Non-GAAP Financial Measures

This press release, the financial tables and other supplemental information include “Adjusted EBITDA” and “Distributable Cash Flow”, both of which are non-generally accepted accounting principles (“non-GAAP”) measures which may be used periodically by management when discussing our financial results with investors and analysts. The following presents a reconciliation of each of these non-GAAP financial measures to their nearest comparable generally accepted accounting principles (“GAAP”) measure.

Adjusted EBITDA and Distributable Cash Flow are presented as management believes they provide additional information concerning the performance of our business and are used by investors and financial analysts to analyze and compare our current operating and financial performance relative to past performance and such performances relative to that of other publicly traded partnerships in the industry. Adjusted EBITDA and Distributable Cash Flow may not be comparable to similarly titled measures of other publicly traded limited partnerships or limited liability companies because all companies may not calculate such measures in the same manner.

_Data records_:
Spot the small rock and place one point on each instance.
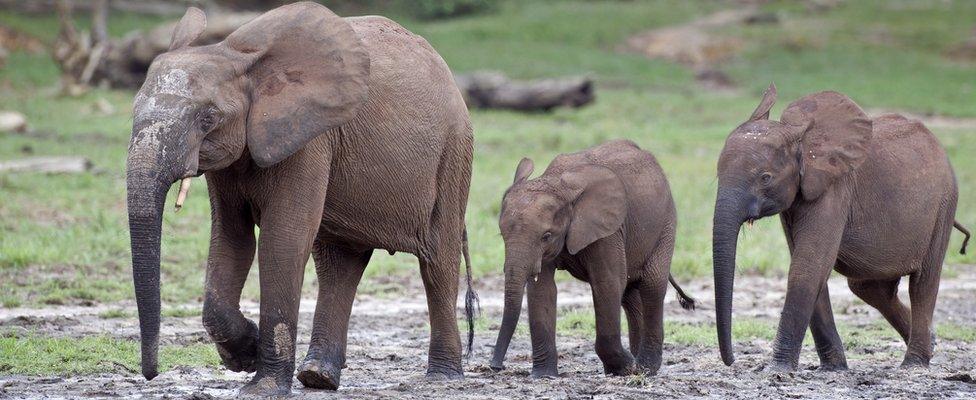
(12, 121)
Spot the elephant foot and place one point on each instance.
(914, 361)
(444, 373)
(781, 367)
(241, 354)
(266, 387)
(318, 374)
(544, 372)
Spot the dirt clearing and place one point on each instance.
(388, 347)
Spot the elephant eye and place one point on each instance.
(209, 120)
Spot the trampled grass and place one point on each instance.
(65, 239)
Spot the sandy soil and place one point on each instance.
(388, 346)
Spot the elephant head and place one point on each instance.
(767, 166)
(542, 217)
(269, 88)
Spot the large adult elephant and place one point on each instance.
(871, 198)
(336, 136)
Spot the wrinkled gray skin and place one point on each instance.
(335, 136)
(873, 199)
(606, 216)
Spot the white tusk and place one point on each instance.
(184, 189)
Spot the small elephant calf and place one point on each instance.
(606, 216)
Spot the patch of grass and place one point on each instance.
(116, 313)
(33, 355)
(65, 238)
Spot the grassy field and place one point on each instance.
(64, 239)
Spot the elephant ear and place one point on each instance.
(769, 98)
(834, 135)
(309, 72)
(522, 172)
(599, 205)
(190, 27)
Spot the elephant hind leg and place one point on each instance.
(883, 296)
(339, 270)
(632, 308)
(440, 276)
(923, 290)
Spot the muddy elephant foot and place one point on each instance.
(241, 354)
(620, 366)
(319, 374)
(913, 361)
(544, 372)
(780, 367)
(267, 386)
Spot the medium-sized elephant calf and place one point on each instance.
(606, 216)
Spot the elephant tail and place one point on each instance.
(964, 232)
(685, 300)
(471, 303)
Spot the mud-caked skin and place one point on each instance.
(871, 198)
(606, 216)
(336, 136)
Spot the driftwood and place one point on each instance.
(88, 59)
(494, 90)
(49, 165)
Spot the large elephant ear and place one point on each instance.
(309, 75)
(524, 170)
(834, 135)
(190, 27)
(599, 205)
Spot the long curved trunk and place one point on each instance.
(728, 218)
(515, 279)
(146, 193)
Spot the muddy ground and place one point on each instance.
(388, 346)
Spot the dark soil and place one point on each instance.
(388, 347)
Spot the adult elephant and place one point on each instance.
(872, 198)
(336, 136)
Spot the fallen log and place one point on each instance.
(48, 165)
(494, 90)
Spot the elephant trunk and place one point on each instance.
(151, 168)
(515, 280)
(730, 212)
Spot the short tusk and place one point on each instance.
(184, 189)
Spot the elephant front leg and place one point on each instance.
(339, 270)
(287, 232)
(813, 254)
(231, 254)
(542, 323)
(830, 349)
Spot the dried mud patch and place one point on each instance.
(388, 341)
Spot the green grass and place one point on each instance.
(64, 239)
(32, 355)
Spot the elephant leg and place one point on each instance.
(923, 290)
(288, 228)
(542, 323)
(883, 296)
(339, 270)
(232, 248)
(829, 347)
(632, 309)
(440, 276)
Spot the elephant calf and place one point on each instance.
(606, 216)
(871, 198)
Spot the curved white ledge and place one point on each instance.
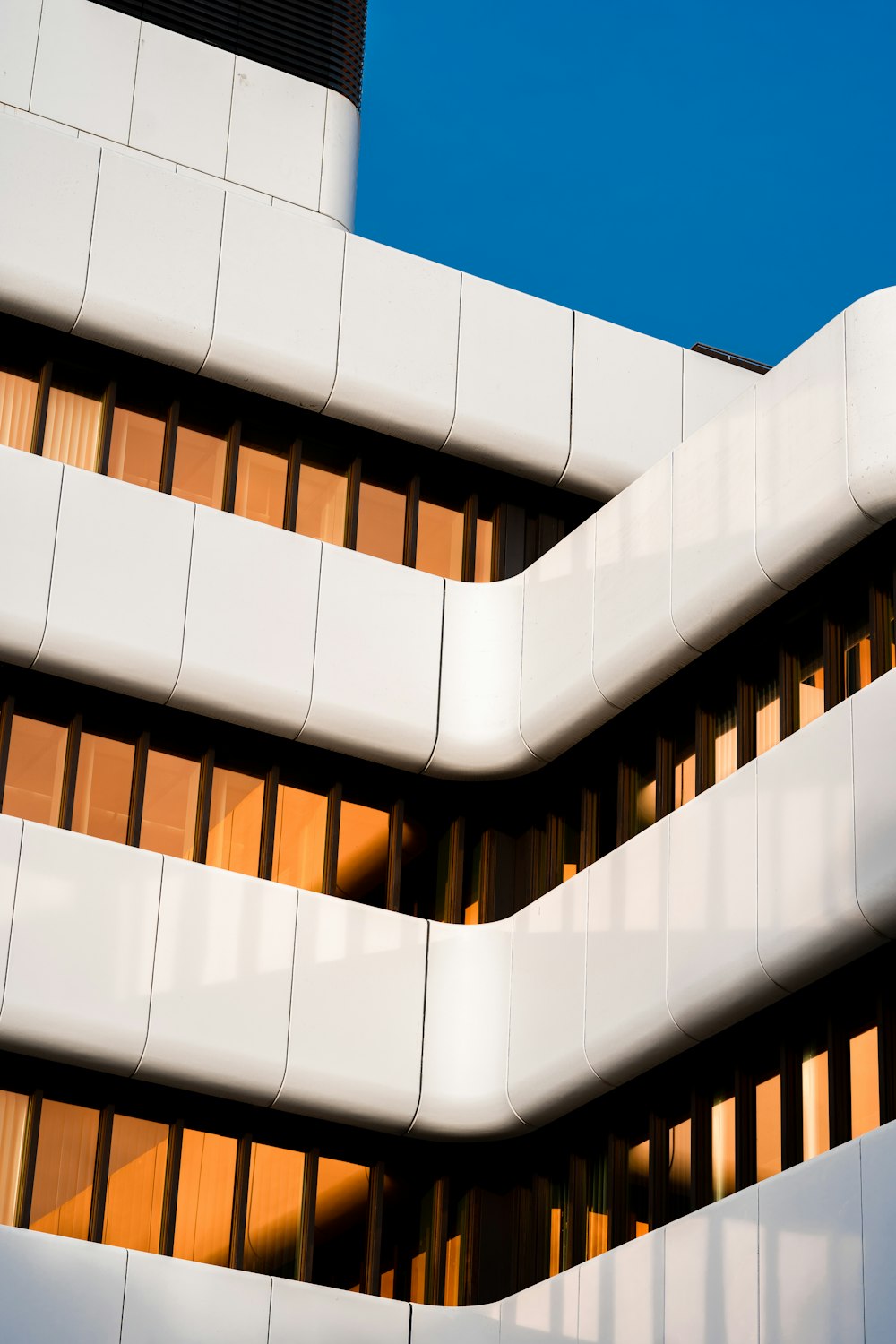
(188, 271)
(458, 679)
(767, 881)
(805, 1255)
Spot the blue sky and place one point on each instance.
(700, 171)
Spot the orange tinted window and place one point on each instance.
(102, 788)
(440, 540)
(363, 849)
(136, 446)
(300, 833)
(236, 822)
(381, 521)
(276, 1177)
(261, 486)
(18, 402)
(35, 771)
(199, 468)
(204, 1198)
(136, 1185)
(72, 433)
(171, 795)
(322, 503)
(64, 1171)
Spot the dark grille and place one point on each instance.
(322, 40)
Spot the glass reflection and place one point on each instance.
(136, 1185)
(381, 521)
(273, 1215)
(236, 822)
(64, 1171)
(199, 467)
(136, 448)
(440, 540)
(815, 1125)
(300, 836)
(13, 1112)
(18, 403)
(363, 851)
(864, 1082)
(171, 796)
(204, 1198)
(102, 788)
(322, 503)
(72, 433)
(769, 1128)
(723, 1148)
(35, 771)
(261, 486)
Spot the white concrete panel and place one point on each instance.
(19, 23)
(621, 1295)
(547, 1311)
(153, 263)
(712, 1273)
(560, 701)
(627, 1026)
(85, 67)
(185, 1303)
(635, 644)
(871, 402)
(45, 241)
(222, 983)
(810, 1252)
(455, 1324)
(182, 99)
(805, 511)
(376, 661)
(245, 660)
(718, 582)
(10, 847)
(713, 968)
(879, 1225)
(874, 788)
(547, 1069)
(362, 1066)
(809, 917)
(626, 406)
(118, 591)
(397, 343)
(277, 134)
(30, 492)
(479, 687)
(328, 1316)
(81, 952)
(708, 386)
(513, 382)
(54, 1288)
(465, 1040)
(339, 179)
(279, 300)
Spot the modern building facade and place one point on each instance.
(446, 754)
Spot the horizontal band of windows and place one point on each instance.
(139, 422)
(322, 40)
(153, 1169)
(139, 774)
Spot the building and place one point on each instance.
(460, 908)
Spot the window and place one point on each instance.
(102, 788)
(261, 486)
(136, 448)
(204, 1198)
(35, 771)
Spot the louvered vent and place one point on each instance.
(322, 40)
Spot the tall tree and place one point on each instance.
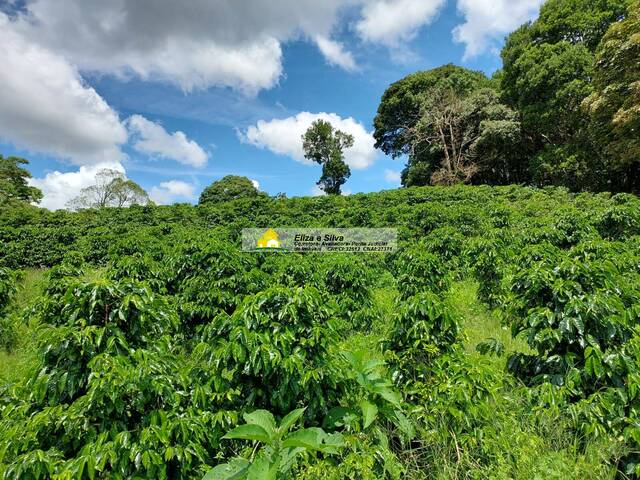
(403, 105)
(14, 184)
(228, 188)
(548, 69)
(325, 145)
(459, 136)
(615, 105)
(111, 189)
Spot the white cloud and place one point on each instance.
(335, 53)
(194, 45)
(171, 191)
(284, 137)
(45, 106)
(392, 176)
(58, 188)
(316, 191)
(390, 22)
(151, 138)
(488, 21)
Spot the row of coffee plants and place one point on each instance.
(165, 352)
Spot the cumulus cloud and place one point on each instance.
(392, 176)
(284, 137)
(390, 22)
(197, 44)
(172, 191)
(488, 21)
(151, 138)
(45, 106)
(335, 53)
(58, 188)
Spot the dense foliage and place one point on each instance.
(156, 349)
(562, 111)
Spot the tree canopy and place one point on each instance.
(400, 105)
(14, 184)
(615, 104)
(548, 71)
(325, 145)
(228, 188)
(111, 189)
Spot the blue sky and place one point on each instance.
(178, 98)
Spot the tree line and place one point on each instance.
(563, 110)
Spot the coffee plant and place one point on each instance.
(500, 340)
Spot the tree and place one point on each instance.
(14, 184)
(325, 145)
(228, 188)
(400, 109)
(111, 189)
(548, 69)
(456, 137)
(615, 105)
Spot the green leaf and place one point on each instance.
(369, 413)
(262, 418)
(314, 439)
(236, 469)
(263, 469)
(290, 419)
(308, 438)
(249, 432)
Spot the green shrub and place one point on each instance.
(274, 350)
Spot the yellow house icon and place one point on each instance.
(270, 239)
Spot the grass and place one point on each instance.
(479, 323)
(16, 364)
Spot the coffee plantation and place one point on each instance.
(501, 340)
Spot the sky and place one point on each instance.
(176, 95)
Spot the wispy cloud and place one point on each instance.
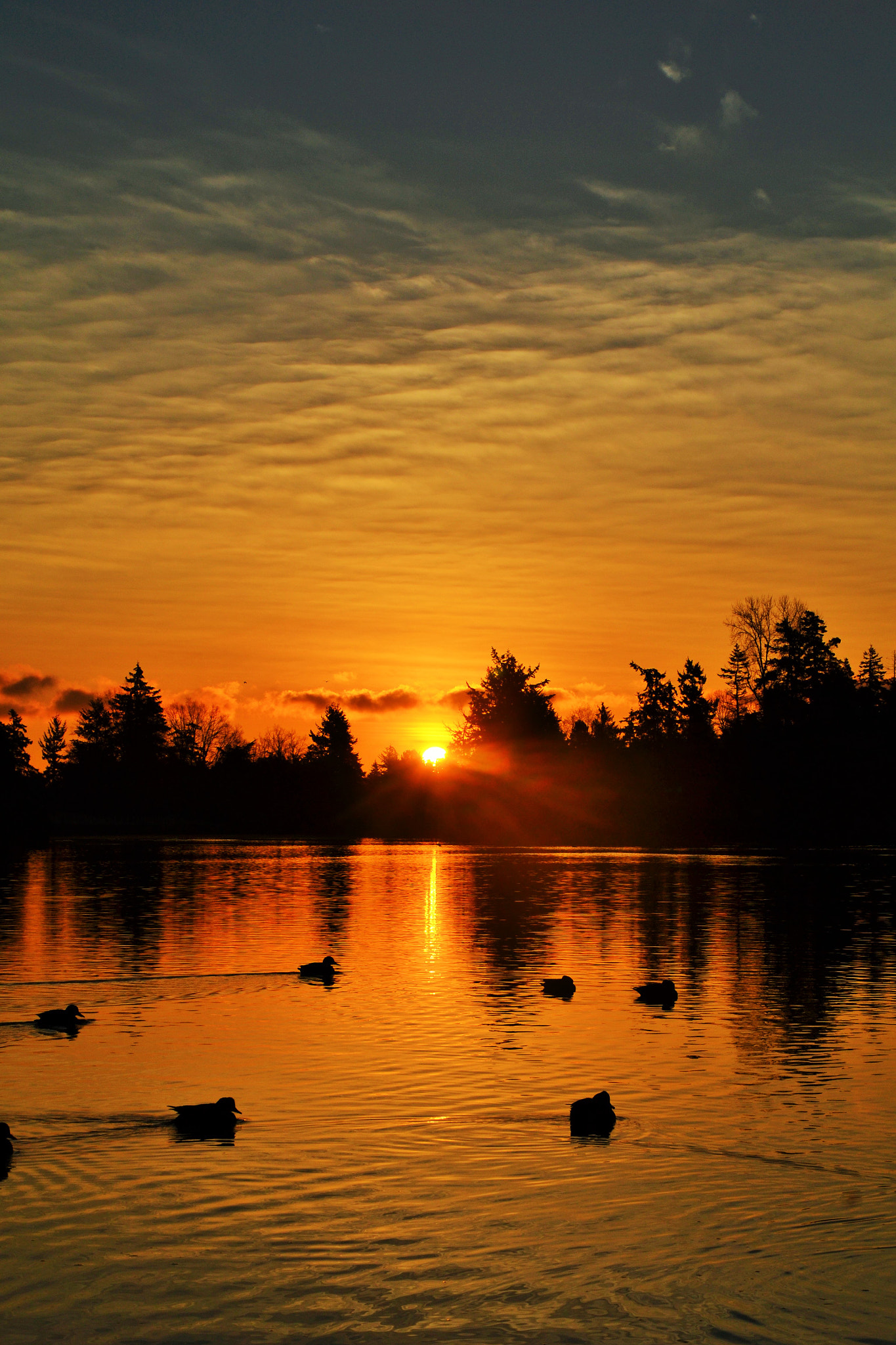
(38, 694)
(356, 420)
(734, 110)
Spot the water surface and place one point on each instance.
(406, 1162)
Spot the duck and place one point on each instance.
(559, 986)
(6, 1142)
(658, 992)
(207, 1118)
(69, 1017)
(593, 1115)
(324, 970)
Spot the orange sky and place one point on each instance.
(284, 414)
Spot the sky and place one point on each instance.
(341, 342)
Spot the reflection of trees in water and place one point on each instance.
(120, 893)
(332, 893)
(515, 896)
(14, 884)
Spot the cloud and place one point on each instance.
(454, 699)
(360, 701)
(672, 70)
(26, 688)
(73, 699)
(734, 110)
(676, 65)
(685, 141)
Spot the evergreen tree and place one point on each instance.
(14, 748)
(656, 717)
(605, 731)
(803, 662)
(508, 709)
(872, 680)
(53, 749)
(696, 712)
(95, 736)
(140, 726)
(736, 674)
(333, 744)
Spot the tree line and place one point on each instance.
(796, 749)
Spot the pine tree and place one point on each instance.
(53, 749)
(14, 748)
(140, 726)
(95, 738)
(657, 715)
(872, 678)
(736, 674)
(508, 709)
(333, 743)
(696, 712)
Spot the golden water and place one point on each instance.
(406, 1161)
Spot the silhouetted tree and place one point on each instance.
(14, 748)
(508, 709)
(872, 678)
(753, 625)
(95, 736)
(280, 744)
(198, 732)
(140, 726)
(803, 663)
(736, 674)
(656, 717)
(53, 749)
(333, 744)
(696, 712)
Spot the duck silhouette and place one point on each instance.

_Tasks and exercises_:
- a) Transcribe the passage on non-GAAP financial measures from "Adjusted EBITDA and Distributable Cash Flow are" up to and including "the same manner.".
- b) Answer these questions using the passage on non-GAAP financial measures:
(i) Which two non-GAAP measures does it name?
(ii) To what is each of these measures reconciled?
(iii) Why may these measures not be comparable to similarly titled measures of other partnerships or companies?
- c) Resume the passage on non-GAAP financial measures after its final sentence.

_Per-task answers_:
- a)
Adjusted EBITDA and Distributable Cash Flow are presented as management believes they provide additional information concerning the performance of our business and are used by investors and financial analysts to analyze and compare our current operating and financial performance relative to past performance and such performances relative to that of other publicly traded partnerships in the industry. Adjusted EBITDA and Distributable Cash Flow may not be comparable to similarly titled measures of other publicly traded limited partnerships or limited liability companies because all companies may not calculate such measures in the same manner.

- b)
(i) Adjusted EBITDA and Distributable Cash Flow.
(ii) To its nearest comparable generally accepted accounting principles ("GAAP") measure.
(iii) Because all companies may not calculate such measures in the same manner.

- c)
Distributable Cash Flow is one of the factors used by the board of directors of our general partner (the “Board”) to help determine the amount of Available Cash as defined in our partnership agreement, that is to be distributed to our unitholders for such period. Under our partnership agreement, Available Cash is defined generally to mean, cash on hand at the end of each quarter, plus working capital borrowings made after the end of the quarter, less cash reserves determined by our general partner. The Board determines whether to increase, maintain or decrease the current level of distributions in accordance with the provisions of our partnership agreement based on a variety of factors, including without limitation, Distributable Cash Flow, cash reserves established in prior periods, reserves established for future periods, borrowing capacity for working capital, temporary, one-time or uncharacteristic historical results, and forecasts of future period results including the impact of pending acquisitions. Management and the Board consider the long-term view of expected results in determining the amount of its distributions. Certain factors impacting Adjusted EBITDA and Distributable Cash Flow may be viewed as temporary, one-time in nature, or being offset by reserves from past performance or near-term future performance. Financial results are also driven by various factors that do not typically occur evenly throughout the year that are difficult to predict, including rig availability, weather, well performance, the timing of drilling and completions and near-term commodity price changes. Consistent with practices common to publicly traded partnerships, the Board historically has not varied the distribution it declares based on such timing effects.

“Adjusted EBITDA” and “Distributable Cash Flow” should not be considered as alternatives to GAAP measures, such as net income, operating income, cash flow from operating activities, or any other GAAP measure of financial performance.

The following table presents a reconciliation of our consolidated net income (loss) to Adjusted EBITDA and Distributable Cash Flow:

Three Months Ended
June 30,
Six Months Ended
June 30,
2015 2014 2015 2014
(In thousands)
Net income (loss) $ (38,474) $ (16,488) $ (267,328) $ (15,960)
Plus:
Interest expense 17,760 16,225 35,552 30,164
Income tax expense (benefit) 456 278 (291) 592
Depletion, depreciation, amortization and accretion 36,197 38,537 77,265 72,234
Impairment of long-lived assets 2,387 209,402 3,798
(Gain) loss on disposal of assets (934) (3,853) 1,007 (1,552)
Equity in income of equity method investees (24) (191) (103) (183)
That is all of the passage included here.